▶ _Your assignment_: Take the entries below and print only the lines from the one with "positive clicks: (505, 123)" through the one with "122L521 125L523 119H504L506", exactly as they stand, both ends included.

▶ _Source data_:
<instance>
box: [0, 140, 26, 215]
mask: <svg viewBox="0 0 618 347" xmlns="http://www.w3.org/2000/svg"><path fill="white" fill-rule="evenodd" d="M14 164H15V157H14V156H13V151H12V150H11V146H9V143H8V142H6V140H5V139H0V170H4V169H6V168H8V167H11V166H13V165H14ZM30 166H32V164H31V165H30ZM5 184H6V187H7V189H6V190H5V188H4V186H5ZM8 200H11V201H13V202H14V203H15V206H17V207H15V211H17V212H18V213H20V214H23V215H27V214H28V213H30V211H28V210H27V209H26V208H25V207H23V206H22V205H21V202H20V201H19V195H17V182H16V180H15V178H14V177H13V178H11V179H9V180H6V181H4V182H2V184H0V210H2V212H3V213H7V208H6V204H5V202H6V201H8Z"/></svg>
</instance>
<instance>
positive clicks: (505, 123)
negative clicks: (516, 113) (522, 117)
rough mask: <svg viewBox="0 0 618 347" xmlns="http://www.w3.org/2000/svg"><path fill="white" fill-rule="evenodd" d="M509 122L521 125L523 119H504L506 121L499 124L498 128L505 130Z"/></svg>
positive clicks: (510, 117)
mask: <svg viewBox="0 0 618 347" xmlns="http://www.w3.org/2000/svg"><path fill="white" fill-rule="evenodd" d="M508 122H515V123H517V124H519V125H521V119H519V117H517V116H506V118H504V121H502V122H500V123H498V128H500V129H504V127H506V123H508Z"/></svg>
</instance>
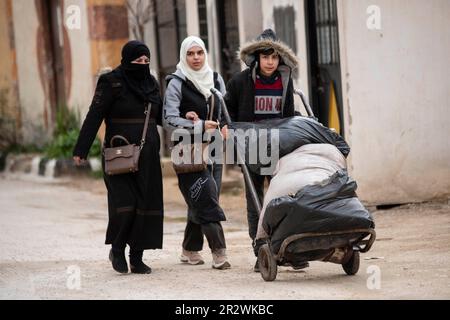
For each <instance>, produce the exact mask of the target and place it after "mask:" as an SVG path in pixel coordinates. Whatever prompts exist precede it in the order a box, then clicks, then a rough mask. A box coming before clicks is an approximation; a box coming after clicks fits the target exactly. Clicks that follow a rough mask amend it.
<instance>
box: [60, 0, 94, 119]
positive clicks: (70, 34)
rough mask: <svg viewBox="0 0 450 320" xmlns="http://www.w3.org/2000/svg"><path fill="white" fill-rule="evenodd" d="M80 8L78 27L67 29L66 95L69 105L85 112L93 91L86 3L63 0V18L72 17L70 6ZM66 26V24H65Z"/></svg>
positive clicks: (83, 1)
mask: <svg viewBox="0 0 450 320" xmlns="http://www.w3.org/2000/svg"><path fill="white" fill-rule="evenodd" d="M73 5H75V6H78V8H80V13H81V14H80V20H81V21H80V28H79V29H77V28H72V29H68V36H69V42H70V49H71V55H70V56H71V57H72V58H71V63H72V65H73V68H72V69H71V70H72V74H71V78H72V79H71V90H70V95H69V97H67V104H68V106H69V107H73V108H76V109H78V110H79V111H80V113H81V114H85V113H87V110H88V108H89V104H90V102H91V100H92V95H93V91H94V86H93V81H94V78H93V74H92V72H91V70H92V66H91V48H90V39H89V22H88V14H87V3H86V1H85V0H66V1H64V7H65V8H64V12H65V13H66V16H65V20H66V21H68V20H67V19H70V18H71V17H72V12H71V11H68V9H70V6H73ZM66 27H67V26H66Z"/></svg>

---

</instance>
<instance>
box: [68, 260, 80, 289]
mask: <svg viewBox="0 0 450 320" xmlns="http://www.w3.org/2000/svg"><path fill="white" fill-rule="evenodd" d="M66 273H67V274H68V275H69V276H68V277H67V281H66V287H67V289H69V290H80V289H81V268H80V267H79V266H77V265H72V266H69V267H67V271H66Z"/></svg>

▶ _Written answer_:
positive clicks: (505, 123)
negative clicks: (516, 113) (522, 117)
rough mask: <svg viewBox="0 0 618 347" xmlns="http://www.w3.org/2000/svg"><path fill="white" fill-rule="evenodd" d="M509 122L521 125L523 119H504L506 121L499 124L498 128L505 130Z"/></svg>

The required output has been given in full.